═════ Record extracts ═════

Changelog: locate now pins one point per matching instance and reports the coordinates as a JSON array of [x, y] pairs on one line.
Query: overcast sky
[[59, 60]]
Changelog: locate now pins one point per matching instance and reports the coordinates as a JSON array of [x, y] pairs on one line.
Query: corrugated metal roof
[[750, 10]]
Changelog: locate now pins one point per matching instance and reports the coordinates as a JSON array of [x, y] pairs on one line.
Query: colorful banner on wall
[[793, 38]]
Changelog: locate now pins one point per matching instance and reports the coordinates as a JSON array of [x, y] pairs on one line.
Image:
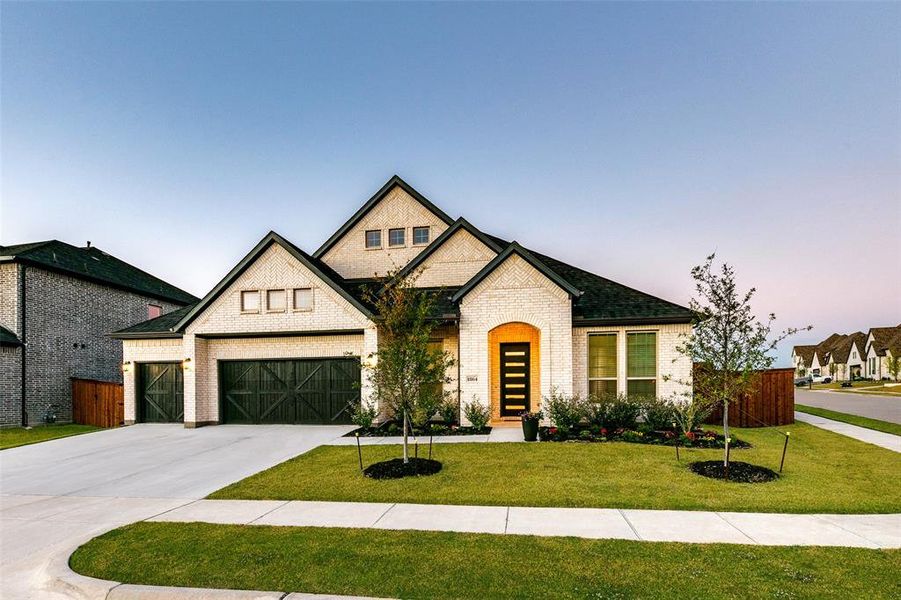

═════

- [Exercise task]: Swap "Query" for "Prompt" everywhere it occurs in the data above, and reproduce the data with nothing else changed. Leave the pictures out of your answer.

- [Answer below]:
Changelog: locate now pins one point per matching instance and reports the coordinates as a JSON array of [x, y] pairs on one line.
Prompt: overcast sky
[[59, 60]]
Changelog: locate now pins one point per matching instance and reports the coordinates as a JSON array of [x, y] pairs on one line.
Prompt: corrugated metal roof
[[750, 10]]
Changelog: locate now pins one point per matching instance and reports the coordinates as a JSON array of [x, y] pairs on one line.
Prompt: colorful banner on wall
[[793, 38]]
Changelog: locate now pins one point per matching instance and reports the coordinates as a JSON array of [x, y] pairs on one line.
Image:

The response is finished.